■ About this task ■
Reproduce every row below word for word, leaving out the pictures.

━━━━━━

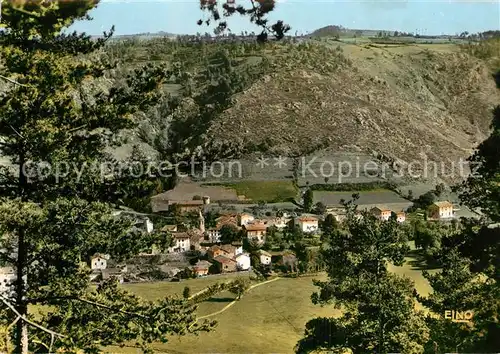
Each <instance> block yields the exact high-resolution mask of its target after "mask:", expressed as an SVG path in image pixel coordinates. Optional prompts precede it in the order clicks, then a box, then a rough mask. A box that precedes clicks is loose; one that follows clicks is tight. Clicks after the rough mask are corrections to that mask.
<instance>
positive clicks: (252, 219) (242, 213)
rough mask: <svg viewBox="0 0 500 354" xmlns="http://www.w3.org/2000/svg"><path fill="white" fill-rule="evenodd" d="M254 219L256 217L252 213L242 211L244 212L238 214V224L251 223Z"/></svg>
mask: <svg viewBox="0 0 500 354" xmlns="http://www.w3.org/2000/svg"><path fill="white" fill-rule="evenodd" d="M254 220H255V218H254V216H253V215H252V214H248V213H242V214H240V215H238V225H239V226H245V225H248V224H249V223H251V222H253V221H254Z"/></svg>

━━━━━━

■ Exercise solution ■
Each <instance> block yields the exact high-resolution mask of its target after "mask:", expressed as an SVG path in image pixel coordinates. Optional prompts precede it in the order clicks, then a box, then a rough mask. A box that precedes clicks is loose; one that follows clicks is tight. Clicks after the rough mask are corrections to that mask.
<instance>
positive clicks: (252, 219) (242, 213)
rough mask: <svg viewBox="0 0 500 354" xmlns="http://www.w3.org/2000/svg"><path fill="white" fill-rule="evenodd" d="M254 219L256 217L252 213L242 211L244 212L238 214V224L251 223Z"/></svg>
mask: <svg viewBox="0 0 500 354" xmlns="http://www.w3.org/2000/svg"><path fill="white" fill-rule="evenodd" d="M254 220H255V218H254V216H253V215H252V214H248V213H242V214H240V215H238V225H239V226H245V225H248V224H249V223H251V222H253V221H254Z"/></svg>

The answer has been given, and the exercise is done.